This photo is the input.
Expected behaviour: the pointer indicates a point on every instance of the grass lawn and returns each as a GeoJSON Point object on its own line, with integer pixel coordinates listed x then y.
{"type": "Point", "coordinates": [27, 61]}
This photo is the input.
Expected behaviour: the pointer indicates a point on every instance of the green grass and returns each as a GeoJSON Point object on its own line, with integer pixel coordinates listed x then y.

REQUIRED ACTION:
Reproduce the material precisely, including every line.

TASK OUTPUT:
This photo is the input.
Expected behaviour: the pointer indicates a point on every instance of the grass lawn and returns each as a GeoJSON Point object on its own line, with integer pixel coordinates listed x then y.
{"type": "Point", "coordinates": [27, 61]}
This photo is the input.
Expected behaviour: the pointer indicates a point on every instance of the green grass and returns each as a GeoJSON Point object on its own line, with integer pixel coordinates listed x then y.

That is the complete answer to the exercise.